## [Goal]
Copy word for word the lines of the items below, starting with the line that contains "Can you find the gray" and ending with the line that contains "x=213, y=390", both included.

## [Material to process]
⁂

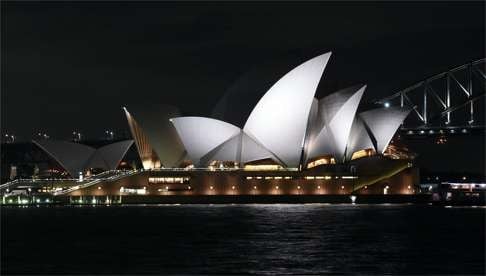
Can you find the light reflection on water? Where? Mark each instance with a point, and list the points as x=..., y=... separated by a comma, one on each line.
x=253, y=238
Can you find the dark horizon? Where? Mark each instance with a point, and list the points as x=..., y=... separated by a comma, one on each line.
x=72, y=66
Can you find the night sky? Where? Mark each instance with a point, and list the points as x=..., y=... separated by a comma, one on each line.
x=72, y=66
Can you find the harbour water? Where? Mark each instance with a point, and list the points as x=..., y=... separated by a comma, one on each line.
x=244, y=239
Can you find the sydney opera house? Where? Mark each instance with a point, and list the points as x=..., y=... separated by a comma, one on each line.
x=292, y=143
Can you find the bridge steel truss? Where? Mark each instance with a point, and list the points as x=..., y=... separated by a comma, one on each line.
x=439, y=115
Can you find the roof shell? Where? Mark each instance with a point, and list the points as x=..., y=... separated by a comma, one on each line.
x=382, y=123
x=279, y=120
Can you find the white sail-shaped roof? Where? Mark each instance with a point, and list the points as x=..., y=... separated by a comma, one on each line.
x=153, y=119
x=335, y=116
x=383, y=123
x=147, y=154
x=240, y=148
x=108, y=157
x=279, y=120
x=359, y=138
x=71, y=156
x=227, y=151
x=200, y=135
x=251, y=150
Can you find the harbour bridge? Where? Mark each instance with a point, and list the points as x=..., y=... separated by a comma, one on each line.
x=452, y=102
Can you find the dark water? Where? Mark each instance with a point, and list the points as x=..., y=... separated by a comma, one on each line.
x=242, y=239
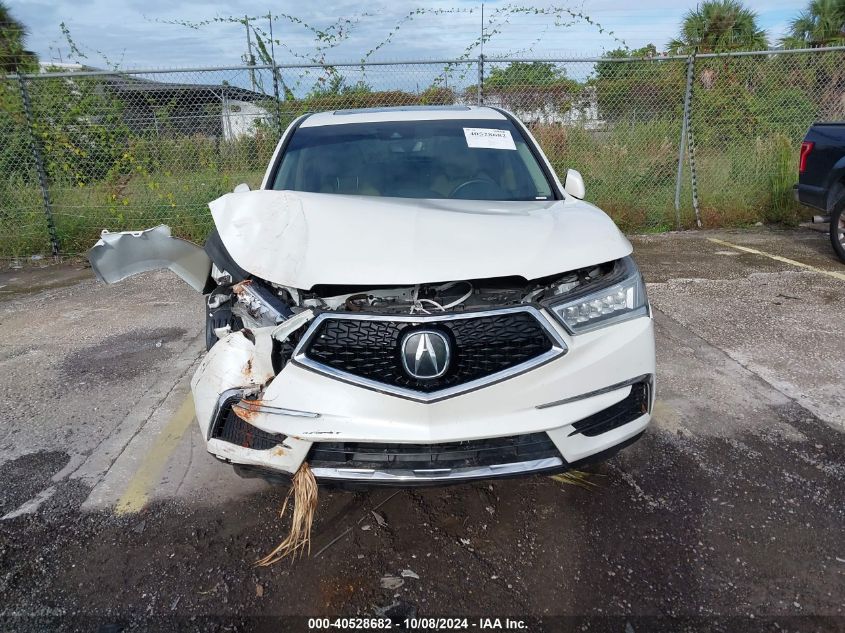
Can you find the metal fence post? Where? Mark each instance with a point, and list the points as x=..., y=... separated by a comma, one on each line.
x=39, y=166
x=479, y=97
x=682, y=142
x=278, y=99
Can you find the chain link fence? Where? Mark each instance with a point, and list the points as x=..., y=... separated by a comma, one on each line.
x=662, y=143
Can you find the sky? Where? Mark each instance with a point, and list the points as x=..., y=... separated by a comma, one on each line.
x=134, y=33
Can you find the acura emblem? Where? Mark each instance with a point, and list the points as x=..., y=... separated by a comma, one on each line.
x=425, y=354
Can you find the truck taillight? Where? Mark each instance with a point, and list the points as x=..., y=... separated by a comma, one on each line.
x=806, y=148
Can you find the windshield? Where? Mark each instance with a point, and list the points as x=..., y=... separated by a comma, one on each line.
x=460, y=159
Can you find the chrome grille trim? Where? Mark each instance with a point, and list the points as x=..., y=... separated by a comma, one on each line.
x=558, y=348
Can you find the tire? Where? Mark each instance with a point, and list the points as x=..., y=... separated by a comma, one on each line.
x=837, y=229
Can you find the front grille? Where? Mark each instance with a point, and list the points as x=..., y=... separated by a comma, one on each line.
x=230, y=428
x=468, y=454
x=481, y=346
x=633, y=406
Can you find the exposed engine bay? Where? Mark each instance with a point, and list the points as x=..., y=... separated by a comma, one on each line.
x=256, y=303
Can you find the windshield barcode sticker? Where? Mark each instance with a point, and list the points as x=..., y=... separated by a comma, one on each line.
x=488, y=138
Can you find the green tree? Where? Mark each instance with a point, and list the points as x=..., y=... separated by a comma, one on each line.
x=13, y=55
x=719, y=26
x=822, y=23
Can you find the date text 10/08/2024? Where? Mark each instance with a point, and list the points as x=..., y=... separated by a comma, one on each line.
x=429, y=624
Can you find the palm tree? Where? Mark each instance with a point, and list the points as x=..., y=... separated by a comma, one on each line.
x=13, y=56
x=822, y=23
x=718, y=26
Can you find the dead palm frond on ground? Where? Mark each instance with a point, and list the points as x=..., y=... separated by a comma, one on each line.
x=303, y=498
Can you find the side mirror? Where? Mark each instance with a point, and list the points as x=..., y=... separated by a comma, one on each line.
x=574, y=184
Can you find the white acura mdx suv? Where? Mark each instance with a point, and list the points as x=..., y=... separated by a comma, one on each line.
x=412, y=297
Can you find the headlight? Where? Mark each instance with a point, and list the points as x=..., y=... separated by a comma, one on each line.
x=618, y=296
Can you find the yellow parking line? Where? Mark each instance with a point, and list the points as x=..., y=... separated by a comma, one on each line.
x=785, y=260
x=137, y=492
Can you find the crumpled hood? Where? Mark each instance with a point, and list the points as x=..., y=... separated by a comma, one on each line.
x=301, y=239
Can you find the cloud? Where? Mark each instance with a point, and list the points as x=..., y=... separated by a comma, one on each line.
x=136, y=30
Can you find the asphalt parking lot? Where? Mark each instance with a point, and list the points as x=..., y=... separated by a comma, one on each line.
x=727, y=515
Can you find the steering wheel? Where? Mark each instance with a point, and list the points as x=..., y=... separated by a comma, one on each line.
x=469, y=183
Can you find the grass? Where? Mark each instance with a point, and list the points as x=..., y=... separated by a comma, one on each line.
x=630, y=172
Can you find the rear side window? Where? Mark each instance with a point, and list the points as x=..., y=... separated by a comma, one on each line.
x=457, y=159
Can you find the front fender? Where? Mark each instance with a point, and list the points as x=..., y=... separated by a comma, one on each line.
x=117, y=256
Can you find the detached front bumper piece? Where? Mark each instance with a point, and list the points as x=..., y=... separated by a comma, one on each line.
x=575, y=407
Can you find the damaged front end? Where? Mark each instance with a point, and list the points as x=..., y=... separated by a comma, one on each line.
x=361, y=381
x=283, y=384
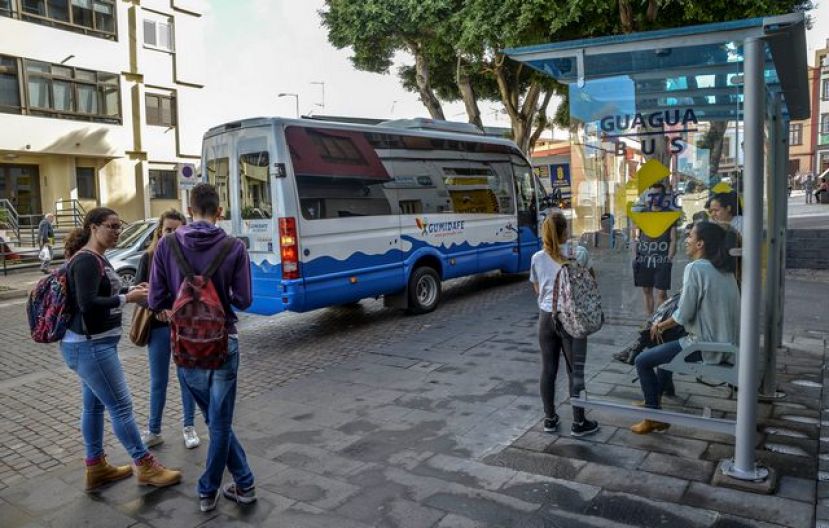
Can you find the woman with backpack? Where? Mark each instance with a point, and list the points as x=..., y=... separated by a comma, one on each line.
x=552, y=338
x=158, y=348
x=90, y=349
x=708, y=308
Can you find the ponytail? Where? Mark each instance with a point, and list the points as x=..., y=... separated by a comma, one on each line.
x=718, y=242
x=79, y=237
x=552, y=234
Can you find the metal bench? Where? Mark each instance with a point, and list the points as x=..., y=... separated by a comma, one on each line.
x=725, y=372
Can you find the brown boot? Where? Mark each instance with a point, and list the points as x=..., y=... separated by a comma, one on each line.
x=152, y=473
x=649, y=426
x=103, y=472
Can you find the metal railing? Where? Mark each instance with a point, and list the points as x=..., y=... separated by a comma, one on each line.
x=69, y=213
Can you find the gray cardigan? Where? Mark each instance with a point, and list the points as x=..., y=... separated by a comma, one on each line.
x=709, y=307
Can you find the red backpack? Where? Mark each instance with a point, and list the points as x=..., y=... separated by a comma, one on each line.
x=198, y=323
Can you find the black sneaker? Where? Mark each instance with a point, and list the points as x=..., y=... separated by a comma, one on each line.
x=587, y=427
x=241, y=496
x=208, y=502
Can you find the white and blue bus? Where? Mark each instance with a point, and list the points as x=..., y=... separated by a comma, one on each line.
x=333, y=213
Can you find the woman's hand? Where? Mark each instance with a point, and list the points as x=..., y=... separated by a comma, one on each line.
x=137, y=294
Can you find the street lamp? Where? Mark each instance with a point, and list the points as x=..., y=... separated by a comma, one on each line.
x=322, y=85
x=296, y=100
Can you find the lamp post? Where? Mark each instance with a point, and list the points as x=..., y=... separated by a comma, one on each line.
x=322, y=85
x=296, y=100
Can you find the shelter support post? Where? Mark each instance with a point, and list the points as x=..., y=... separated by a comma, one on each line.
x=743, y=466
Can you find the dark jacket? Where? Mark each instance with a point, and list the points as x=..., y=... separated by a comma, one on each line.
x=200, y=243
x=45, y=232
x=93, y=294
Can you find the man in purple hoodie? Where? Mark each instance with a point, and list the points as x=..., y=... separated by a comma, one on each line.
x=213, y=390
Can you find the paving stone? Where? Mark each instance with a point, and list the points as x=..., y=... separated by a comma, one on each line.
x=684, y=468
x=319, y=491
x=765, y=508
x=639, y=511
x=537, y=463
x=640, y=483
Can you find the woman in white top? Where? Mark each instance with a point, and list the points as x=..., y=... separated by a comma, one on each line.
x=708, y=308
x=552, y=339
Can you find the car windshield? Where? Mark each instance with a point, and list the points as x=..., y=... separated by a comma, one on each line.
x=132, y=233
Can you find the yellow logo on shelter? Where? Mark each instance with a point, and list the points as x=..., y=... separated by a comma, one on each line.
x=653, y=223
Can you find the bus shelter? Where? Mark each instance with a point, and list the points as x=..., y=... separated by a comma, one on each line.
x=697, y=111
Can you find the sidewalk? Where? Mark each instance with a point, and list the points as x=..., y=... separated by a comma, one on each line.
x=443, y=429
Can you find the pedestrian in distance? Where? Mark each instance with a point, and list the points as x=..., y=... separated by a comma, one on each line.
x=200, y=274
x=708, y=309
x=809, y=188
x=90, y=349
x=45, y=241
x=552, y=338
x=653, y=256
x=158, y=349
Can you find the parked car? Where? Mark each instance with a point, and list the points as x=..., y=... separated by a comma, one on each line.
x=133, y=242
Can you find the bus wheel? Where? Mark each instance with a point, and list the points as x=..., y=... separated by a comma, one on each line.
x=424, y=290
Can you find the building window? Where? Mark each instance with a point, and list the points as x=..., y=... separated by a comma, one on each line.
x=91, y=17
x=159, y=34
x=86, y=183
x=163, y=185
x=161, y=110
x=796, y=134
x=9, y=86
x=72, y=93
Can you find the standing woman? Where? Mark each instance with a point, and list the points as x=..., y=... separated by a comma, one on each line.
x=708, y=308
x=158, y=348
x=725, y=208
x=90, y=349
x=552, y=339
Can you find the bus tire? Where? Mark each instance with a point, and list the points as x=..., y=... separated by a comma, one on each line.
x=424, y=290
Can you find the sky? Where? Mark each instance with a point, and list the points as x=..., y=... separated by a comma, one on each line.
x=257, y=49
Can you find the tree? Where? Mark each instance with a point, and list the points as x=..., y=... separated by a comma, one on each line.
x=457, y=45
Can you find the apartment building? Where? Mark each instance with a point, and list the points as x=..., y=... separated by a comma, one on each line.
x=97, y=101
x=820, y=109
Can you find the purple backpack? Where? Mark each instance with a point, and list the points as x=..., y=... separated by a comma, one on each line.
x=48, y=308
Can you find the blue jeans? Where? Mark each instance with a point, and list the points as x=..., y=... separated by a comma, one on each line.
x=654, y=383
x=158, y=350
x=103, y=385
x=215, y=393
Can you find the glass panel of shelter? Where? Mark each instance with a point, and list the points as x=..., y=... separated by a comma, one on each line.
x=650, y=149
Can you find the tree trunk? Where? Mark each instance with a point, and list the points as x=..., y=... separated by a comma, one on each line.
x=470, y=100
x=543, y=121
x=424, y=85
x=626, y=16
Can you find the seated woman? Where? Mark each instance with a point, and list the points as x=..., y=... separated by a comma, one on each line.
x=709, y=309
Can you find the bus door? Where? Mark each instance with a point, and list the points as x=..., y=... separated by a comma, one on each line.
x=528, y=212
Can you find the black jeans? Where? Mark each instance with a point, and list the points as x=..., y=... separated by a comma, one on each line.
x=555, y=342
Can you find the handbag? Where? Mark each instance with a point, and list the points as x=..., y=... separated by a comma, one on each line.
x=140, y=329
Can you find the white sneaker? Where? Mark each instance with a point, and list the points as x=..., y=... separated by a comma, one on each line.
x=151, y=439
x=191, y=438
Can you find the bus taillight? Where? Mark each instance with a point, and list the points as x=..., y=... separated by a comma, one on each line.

⁂

## [Output for this exercise]
Can you find the gray cardigan? Where? Mark each instance with a point, and list the points as x=..., y=... separated by a comma, one on each line.
x=709, y=307
Can you find the red backpack? Where? Mark each instance with a point, and list the points as x=..., y=... separated by a comma, one on each line.
x=198, y=323
Can you find the black sneaker? Where? Mark each instance with a point, and list the points as x=..., y=... separated by a comma, one on each line.
x=587, y=427
x=241, y=496
x=208, y=502
Can you find the white and blue bus? Where? Mark each instance with a point, and list the points as x=..., y=... separated by a comma, one on each line.
x=333, y=213
Can you find the woman's hand? Where? Mark each instance with a point, and list the points as x=..., y=... separated by a comma, one on each line.
x=137, y=294
Can you find the street lamp? Where? Mark each instance with a point, and list the points as x=..., y=... separated by a comma, one on each line.
x=322, y=85
x=296, y=100
Can you find the lamp post? Where? Mark each instance with a point, and list the points as x=..., y=... separated by a comma, one on each line.
x=322, y=85
x=296, y=100
Can you find the shelter support post? Where? Mark each instance with a point, and list the points as x=..., y=... separated by a comma, one on each line.
x=743, y=466
Can you find the dark jacket? Where? Mark each instance with a point, and list the points as x=..., y=... separated by a comma, one on each line.
x=200, y=243
x=45, y=232
x=93, y=294
Can you find the man in purple hoodie? Where? Mark each instance with a point, and list the points as x=..., y=... separated by a comma, one on each line.
x=213, y=390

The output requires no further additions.